-- Exercise --
Counting task for the entries below: give the number of lines that contain the word "before", with no other text.

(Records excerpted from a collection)
# # # #

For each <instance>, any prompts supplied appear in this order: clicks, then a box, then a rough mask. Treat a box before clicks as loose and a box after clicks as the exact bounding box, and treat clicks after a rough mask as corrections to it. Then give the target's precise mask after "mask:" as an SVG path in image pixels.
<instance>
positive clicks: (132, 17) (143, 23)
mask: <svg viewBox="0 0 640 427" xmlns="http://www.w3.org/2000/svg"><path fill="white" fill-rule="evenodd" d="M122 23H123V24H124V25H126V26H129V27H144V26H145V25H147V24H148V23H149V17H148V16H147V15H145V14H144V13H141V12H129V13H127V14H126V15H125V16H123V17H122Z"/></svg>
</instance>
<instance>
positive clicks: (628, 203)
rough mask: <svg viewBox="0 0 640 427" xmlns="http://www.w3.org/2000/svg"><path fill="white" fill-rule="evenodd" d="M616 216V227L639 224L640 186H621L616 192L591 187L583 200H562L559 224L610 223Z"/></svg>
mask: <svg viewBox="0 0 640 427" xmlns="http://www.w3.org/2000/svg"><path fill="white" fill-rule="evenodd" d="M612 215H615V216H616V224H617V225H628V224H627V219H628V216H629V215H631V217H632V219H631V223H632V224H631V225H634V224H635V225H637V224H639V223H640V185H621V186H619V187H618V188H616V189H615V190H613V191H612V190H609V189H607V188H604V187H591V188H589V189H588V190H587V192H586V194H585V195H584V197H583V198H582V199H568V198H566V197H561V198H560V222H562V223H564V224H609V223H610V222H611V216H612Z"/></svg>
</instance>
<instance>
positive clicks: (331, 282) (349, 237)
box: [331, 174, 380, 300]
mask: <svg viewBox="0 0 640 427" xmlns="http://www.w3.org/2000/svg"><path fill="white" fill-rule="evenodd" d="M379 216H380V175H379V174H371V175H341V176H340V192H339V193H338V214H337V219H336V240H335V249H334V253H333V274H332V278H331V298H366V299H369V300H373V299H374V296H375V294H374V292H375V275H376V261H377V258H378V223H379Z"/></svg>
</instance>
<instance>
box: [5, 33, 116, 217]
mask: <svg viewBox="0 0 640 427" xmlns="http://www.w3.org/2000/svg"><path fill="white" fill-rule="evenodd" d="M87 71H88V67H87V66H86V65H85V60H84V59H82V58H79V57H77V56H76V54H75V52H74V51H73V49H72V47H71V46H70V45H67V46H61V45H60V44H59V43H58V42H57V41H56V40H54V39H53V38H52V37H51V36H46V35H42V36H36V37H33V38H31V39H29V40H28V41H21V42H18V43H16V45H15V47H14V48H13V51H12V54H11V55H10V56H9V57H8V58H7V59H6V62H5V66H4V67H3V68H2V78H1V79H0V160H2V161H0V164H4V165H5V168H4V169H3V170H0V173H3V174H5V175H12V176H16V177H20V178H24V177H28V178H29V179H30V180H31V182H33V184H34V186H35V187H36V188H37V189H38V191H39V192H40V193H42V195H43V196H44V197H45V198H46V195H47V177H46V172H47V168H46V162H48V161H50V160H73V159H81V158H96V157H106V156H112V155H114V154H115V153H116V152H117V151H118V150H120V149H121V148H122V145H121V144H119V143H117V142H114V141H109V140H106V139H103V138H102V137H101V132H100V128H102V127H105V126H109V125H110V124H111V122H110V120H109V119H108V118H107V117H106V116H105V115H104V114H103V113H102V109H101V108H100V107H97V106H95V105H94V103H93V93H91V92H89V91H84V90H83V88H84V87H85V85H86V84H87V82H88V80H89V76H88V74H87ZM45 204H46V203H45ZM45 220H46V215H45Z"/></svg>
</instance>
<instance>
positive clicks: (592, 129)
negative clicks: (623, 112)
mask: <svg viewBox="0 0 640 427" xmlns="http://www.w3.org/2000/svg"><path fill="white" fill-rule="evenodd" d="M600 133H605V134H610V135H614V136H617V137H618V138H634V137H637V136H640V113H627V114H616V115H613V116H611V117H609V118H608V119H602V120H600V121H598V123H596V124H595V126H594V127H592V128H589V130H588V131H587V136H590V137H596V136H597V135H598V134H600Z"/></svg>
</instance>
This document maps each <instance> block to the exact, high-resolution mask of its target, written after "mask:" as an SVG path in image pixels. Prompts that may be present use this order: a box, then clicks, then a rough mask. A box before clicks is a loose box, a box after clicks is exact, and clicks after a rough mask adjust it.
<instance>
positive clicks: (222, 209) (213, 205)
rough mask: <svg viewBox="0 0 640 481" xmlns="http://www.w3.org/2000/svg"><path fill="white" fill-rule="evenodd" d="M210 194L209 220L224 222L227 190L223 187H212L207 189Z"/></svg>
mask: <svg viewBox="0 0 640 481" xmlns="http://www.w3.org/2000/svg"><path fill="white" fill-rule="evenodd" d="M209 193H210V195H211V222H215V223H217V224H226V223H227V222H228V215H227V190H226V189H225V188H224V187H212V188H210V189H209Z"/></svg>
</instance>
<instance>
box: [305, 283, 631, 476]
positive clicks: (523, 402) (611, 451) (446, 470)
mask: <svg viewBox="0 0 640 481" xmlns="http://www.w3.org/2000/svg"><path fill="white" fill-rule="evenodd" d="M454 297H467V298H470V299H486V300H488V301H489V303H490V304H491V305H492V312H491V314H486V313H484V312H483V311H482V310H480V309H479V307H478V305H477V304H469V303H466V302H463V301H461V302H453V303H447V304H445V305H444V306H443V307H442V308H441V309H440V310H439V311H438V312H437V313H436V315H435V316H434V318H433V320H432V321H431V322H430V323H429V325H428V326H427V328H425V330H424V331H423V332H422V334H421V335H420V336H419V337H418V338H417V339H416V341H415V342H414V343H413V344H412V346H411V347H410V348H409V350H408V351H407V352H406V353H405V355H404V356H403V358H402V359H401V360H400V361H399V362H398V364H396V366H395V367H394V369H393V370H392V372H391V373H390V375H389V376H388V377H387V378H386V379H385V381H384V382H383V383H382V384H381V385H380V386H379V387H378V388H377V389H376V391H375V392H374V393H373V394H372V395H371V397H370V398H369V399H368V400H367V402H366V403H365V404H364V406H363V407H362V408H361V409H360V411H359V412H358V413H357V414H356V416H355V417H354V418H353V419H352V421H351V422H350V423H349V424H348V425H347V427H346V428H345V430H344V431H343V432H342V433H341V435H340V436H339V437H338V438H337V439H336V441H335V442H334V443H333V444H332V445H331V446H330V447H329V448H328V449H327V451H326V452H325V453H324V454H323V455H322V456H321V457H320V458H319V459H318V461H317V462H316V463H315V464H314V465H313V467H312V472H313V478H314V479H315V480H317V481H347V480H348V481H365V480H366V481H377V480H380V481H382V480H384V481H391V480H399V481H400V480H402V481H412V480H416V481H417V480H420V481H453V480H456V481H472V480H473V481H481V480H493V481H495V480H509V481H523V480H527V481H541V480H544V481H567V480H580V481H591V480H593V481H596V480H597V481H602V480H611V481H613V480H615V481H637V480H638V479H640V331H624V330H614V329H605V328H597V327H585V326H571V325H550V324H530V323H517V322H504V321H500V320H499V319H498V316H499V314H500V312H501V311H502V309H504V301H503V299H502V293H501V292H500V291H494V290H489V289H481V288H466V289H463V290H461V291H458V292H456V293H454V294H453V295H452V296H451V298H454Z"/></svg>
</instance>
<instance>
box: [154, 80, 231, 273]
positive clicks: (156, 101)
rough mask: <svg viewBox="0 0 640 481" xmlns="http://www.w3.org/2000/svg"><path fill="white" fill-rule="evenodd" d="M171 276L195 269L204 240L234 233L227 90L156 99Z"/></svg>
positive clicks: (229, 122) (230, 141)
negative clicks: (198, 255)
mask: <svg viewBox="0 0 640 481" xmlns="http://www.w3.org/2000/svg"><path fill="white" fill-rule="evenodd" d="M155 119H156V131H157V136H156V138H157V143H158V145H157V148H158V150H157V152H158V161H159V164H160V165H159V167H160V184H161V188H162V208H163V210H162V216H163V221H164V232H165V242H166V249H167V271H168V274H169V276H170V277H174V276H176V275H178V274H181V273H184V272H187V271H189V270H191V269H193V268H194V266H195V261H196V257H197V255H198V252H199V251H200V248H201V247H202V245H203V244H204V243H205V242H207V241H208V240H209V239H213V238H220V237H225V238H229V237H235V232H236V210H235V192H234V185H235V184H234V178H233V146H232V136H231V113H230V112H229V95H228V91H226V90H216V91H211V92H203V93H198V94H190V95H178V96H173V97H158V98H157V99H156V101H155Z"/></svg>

# # # #

-- Final answer --
2